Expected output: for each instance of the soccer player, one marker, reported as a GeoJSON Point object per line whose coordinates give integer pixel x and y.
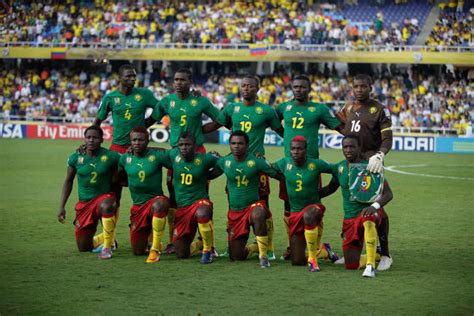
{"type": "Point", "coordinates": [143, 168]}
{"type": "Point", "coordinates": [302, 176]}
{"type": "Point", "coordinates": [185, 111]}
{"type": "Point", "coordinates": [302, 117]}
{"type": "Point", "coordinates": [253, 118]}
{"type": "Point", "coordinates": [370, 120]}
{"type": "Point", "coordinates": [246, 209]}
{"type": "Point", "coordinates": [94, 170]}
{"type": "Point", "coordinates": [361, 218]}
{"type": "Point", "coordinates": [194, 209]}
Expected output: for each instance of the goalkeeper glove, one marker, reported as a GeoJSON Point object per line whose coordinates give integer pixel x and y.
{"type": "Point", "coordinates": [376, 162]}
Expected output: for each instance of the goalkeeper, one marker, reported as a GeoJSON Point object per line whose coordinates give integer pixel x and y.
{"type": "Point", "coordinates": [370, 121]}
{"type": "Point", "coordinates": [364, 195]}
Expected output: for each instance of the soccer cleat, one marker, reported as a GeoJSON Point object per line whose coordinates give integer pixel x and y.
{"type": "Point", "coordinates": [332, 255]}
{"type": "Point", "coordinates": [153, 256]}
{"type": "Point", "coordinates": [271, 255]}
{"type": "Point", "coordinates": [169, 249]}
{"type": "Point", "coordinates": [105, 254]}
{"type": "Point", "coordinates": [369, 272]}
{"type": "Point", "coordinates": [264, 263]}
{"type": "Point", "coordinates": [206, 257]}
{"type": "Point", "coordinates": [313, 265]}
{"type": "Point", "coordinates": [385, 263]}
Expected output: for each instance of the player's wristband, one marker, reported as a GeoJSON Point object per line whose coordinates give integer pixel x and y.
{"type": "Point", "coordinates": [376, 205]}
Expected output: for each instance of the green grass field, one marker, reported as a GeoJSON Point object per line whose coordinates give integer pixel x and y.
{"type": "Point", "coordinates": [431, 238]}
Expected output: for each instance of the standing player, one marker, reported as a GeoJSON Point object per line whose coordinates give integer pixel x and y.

Work item: Give back, unchanged, every line from the one with "Expected output: for each instance of the goalkeeper glove, one" to the end of the entries above.

Response:
Expected output: for each instance of the goalkeeper glove, one marker, reported as a GeoJSON Point object per line whose coordinates give integer pixel x and y.
{"type": "Point", "coordinates": [376, 162]}
Expected output: for each instance of the goalkeeper, one marker, reported as a GeoJSON Point object per line whose coordinates give integer pixel x and y.
{"type": "Point", "coordinates": [370, 121]}
{"type": "Point", "coordinates": [364, 195]}
Expected output: for each instance of the soccer cleat, one marker, reported as a GeoJSON Point object per line whose coordinates give integer pixel x and y.
{"type": "Point", "coordinates": [332, 255]}
{"type": "Point", "coordinates": [153, 256]}
{"type": "Point", "coordinates": [271, 255]}
{"type": "Point", "coordinates": [169, 249]}
{"type": "Point", "coordinates": [105, 254]}
{"type": "Point", "coordinates": [369, 272]}
{"type": "Point", "coordinates": [264, 263]}
{"type": "Point", "coordinates": [206, 257]}
{"type": "Point", "coordinates": [313, 265]}
{"type": "Point", "coordinates": [385, 263]}
Expected output: for each instance of the player's wristband, one marker, reported as a GeoJSON Point object per line whose coordinates give integer pixel x and y.
{"type": "Point", "coordinates": [376, 205]}
Expected output: for each instance of the green grass field, one marker, reported as a GeoJSON Point object per line whose coordinates give integer pixel x and y.
{"type": "Point", "coordinates": [431, 238]}
Expected output: for each instance of the standing player, one marker, reported as a GeoJSON Point object per line whose coordinates give integer pixel x and y.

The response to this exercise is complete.